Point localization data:
----
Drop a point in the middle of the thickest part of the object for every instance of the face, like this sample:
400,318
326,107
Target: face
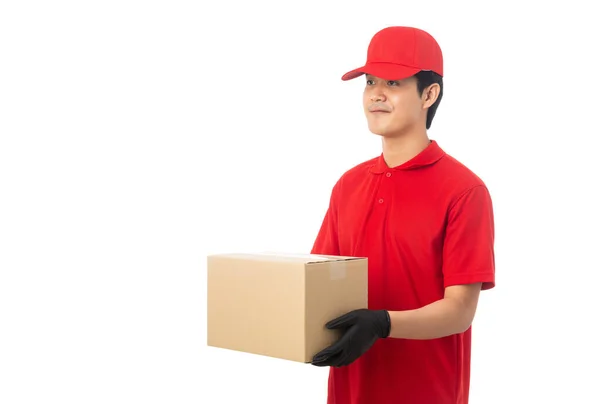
394,108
----
*Task to carry out*
An exact copy of all the data above is required; omit any pictures.

*Solution for this problem*
Drop a point in the middle of the thickest part of the object for every instance of the face, like this sample:
400,318
326,107
Target: face
394,108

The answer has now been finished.